Short problem:
Reproduce every line of the data below character for character, leaving nothing out and changing nothing.

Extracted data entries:
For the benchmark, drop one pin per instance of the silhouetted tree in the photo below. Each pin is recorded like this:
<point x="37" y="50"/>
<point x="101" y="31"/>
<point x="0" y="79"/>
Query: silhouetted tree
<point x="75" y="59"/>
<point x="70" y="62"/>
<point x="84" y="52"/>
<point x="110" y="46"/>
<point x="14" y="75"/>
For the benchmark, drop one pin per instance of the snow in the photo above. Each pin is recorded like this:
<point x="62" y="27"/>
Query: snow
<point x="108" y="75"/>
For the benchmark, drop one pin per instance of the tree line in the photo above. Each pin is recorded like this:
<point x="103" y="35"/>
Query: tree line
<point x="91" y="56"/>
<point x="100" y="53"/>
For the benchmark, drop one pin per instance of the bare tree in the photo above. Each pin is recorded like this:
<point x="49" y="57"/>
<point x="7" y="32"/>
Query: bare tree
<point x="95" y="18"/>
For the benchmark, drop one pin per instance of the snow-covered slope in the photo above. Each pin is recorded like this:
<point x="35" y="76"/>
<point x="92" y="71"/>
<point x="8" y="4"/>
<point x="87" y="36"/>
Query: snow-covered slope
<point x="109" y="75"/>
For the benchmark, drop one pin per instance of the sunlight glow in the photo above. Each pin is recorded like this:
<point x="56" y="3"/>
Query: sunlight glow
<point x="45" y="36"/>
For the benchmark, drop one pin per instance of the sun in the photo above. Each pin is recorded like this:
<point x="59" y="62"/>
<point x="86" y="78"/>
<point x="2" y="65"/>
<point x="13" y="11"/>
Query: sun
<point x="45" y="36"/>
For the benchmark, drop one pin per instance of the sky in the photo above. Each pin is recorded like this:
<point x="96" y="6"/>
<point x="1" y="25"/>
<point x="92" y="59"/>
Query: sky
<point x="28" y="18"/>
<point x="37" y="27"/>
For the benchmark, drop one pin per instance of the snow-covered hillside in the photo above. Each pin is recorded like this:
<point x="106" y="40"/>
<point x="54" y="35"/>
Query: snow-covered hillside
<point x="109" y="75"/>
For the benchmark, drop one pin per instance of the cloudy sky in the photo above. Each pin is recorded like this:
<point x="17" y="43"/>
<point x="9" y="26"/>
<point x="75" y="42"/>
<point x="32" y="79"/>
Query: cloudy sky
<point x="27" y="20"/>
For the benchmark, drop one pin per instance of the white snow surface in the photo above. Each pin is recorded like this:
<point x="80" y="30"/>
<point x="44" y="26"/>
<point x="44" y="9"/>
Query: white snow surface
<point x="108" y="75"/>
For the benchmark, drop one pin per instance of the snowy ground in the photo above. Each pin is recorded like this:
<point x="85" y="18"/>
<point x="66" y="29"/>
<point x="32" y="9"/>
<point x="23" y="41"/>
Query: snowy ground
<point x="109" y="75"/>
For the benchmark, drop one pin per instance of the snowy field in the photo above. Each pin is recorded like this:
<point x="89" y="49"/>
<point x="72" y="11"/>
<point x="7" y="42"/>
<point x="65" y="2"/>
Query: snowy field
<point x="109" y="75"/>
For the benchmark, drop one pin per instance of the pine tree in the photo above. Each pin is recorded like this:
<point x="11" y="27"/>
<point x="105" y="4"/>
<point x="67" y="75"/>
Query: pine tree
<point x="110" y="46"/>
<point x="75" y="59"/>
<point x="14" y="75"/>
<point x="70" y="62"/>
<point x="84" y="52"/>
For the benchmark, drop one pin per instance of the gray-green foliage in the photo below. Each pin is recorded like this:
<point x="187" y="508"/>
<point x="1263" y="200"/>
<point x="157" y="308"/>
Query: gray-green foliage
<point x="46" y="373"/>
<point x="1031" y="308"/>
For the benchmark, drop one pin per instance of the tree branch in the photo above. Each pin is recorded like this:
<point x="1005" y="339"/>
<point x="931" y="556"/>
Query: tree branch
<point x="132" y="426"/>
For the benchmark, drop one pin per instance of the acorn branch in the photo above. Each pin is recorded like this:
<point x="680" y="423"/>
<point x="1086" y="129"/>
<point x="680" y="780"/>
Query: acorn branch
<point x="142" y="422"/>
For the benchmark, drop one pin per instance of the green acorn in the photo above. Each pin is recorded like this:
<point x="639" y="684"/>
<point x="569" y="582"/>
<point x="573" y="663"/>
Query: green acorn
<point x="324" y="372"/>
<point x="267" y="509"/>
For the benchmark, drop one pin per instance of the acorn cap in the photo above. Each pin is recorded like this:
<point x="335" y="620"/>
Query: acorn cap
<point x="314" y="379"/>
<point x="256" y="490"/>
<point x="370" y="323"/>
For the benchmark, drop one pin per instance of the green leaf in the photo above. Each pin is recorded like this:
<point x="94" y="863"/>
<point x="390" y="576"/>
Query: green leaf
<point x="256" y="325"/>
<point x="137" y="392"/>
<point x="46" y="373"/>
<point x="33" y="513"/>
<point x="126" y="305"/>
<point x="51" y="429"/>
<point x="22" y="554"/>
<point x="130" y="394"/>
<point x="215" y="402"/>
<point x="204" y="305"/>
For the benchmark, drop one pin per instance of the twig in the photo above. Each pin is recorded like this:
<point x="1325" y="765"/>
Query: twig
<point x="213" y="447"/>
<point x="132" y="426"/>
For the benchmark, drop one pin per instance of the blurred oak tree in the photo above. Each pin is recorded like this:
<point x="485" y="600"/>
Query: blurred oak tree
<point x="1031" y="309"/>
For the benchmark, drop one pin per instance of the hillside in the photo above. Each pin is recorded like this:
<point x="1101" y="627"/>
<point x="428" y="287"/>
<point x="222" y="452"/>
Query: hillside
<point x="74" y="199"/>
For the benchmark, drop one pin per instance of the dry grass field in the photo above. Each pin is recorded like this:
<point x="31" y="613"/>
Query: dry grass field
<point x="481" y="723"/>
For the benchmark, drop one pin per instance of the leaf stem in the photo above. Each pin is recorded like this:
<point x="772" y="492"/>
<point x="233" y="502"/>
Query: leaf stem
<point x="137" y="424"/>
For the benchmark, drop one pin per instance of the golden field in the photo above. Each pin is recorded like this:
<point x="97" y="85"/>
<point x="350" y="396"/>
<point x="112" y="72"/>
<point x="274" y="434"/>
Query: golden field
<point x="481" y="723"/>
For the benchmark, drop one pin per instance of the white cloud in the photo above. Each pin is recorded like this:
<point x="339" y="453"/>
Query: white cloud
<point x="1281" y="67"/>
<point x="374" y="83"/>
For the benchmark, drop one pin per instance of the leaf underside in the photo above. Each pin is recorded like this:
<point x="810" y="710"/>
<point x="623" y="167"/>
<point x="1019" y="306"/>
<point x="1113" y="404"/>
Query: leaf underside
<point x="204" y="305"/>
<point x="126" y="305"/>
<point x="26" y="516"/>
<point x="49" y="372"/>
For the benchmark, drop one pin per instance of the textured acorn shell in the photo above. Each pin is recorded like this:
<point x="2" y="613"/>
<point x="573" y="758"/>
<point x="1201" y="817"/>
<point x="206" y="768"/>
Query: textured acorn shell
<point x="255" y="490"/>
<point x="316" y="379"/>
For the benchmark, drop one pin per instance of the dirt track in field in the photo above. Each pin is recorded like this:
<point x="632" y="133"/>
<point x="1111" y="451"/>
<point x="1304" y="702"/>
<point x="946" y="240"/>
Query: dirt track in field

The response:
For the benchmark, drop one pin per instance of the silhouetted tree in the photo below. Each pin is recorded like this:
<point x="37" y="50"/>
<point x="101" y="31"/>
<point x="0" y="79"/>
Query: silhouetted tree
<point x="75" y="59"/>
<point x="70" y="62"/>
<point x="84" y="52"/>
<point x="110" y="46"/>
<point x="14" y="75"/>
For the benchmark, drop one pin per instance of the snow in the photo above. Each pin is recorded like this:
<point x="62" y="27"/>
Query: snow
<point x="108" y="75"/>
For the benchmark, drop one pin per instance of the tree line in the photo above. Each pin is recorded like this:
<point x="103" y="35"/>
Query: tree line
<point x="91" y="56"/>
<point x="100" y="53"/>
For the benchmark, drop one pin per instance of the bare tree in the photo above. Each pin is recorded like this:
<point x="49" y="57"/>
<point x="7" y="32"/>
Query: bare tree
<point x="95" y="18"/>
For the benchmark, drop one pin per instance of the snow-covered slope in the photo above. Each pin is recorded like this:
<point x="35" y="76"/>
<point x="92" y="71"/>
<point x="8" y="4"/>
<point x="87" y="36"/>
Query: snow-covered slope
<point x="109" y="75"/>
For the benchmark, drop one pin per instance of the sunlight glow in the photo above. Each pin is recorded like this:
<point x="56" y="3"/>
Query: sunlight glow
<point x="45" y="36"/>
For the benchmark, drop one pin per instance of the sun in the photo above. Each pin is recorded like this:
<point x="59" y="62"/>
<point x="86" y="78"/>
<point x="2" y="65"/>
<point x="13" y="11"/>
Query: sun
<point x="45" y="36"/>
For the benchmark, drop one pin per instance of the sky in the photo above. Each pin is recorded like this:
<point x="96" y="6"/>
<point x="1" y="25"/>
<point x="92" y="59"/>
Query: sky
<point x="28" y="18"/>
<point x="37" y="27"/>
For the benchmark, drop one pin per instance of the snow-covered hillside in the photo above. Each pin is recorded like this:
<point x="106" y="40"/>
<point x="54" y="35"/>
Query: snow-covered hillside
<point x="109" y="75"/>
For the benchmark, drop one pin per instance of the cloudy sky in the photo above. Each pin is recorded like this:
<point x="17" y="43"/>
<point x="9" y="26"/>
<point x="75" y="42"/>
<point x="32" y="79"/>
Query: cloudy sky
<point x="27" y="20"/>
For the benchmark, drop one pin per instance of the white snow surface in the photo above. Each pin is recorded like this:
<point x="80" y="30"/>
<point x="44" y="26"/>
<point x="44" y="9"/>
Query: white snow surface
<point x="108" y="75"/>
For the benchmark, drop one pin per instance of the snowy ground in the photo above. Each pin is recorded like this:
<point x="85" y="18"/>
<point x="66" y="29"/>
<point x="32" y="9"/>
<point x="23" y="41"/>
Query: snowy ground
<point x="109" y="75"/>
For the benchmark, drop one pin per instance of the snowy field in the photo above. Each pin is recorded like this:
<point x="89" y="49"/>
<point x="72" y="11"/>
<point x="7" y="42"/>
<point x="65" y="2"/>
Query: snowy field
<point x="109" y="75"/>
For the benchmark, drop one pin per instance of the pine tree in the photo above. Each pin is recorded like this:
<point x="11" y="27"/>
<point x="105" y="4"/>
<point x="67" y="75"/>
Query: pine tree
<point x="110" y="46"/>
<point x="75" y="59"/>
<point x="14" y="75"/>
<point x="70" y="62"/>
<point x="84" y="52"/>
For the benchmark, drop one pin per instance of the gray-green foliage in the photo below. Each pin is recorded like this:
<point x="187" y="508"/>
<point x="1263" y="200"/>
<point x="157" y="308"/>
Query: gray-green foliage
<point x="46" y="373"/>
<point x="1031" y="308"/>
For the benchmark, drop one pin per instance of the tree branch in the photo above. Each pin is recorded like this:
<point x="1005" y="339"/>
<point x="931" y="556"/>
Query: tree branch
<point x="132" y="426"/>
For the benchmark, drop one pin per instance of the acorn branch in the photo above. Each pin is recorded like this:
<point x="680" y="423"/>
<point x="1086" y="129"/>
<point x="680" y="780"/>
Query: acorn branch
<point x="142" y="422"/>
For the benchmark, drop one pin per instance of the green acorn in the photo above. Each pin is recorded like this:
<point x="639" y="684"/>
<point x="569" y="582"/>
<point x="573" y="663"/>
Query: green acorn
<point x="324" y="372"/>
<point x="267" y="509"/>
For the benchmark, drop one pin per instance of the acorn cap in the photo above. Each pin is recorded like this:
<point x="335" y="620"/>
Query: acorn cap
<point x="314" y="379"/>
<point x="256" y="490"/>
<point x="370" y="323"/>
For the benchmark, drop one pin per instance of the green leaf in the photo above. Each pin is recorded like this:
<point x="94" y="863"/>
<point x="390" y="576"/>
Query: green leaf
<point x="256" y="325"/>
<point x="137" y="392"/>
<point x="46" y="373"/>
<point x="33" y="513"/>
<point x="126" y="305"/>
<point x="51" y="429"/>
<point x="22" y="554"/>
<point x="130" y="394"/>
<point x="215" y="402"/>
<point x="204" y="305"/>
For the benchmark, drop one pin per instance of the twig in the photo above. Each pin is recorded like this:
<point x="1325" y="765"/>
Query: twig
<point x="213" y="447"/>
<point x="132" y="426"/>
For the benchmark, drop one pin per instance of the blurred oak tree in the photo above. Each pin is recorded like this:
<point x="485" y="600"/>
Query: blurred oak tree
<point x="1031" y="309"/>
For the benchmark, drop one pin per instance of the hillside in the photo above. Each pin is recorded like this:
<point x="1101" y="627"/>
<point x="428" y="287"/>
<point x="222" y="452"/>
Query: hillside
<point x="74" y="199"/>
For the benchmark, drop one pin per instance of the dry grass field in the photo above. Each pin is recorded like this:
<point x="31" y="613"/>
Query: dry grass field
<point x="481" y="723"/>
For the benchmark, drop one pin per instance of the leaf stem in the photo above. Each pin is recorded like this:
<point x="772" y="492"/>
<point x="233" y="502"/>
Query: leaf stem
<point x="137" y="424"/>
For the benchmark, drop one pin per instance of the golden field in the photo above. Each pin is recorded like this:
<point x="97" y="85"/>
<point x="350" y="396"/>
<point x="112" y="72"/>
<point x="274" y="434"/>
Query: golden field
<point x="481" y="723"/>
For the benchmark, drop one pin per instance of the white cloud in the photo above. Each pin is recorded like this:
<point x="339" y="453"/>
Query: white cloud
<point x="1281" y="67"/>
<point x="374" y="83"/>
For the benchmark, drop one pin per instance of the leaf underside in the photo above. Each pin is recorded like this:
<point x="810" y="710"/>
<point x="623" y="167"/>
<point x="1019" y="306"/>
<point x="1113" y="404"/>
Query: leaf underside
<point x="204" y="305"/>
<point x="126" y="305"/>
<point x="26" y="516"/>
<point x="49" y="372"/>
For the benchmark, drop one pin per instance of the textured acorn shell in the photo above. Each pin is recorded like this:
<point x="2" y="613"/>
<point x="573" y="758"/>
<point x="1201" y="817"/>
<point x="206" y="768"/>
Query: textured acorn shell
<point x="255" y="490"/>
<point x="316" y="379"/>
For the benchmark, drop one pin per instance of the dirt track in field in the photo above. Each pin is recorded like this:
<point x="632" y="133"/>
<point x="1111" y="451"/>
<point x="1304" y="702"/>
<point x="946" y="240"/>
Query: dirt track in field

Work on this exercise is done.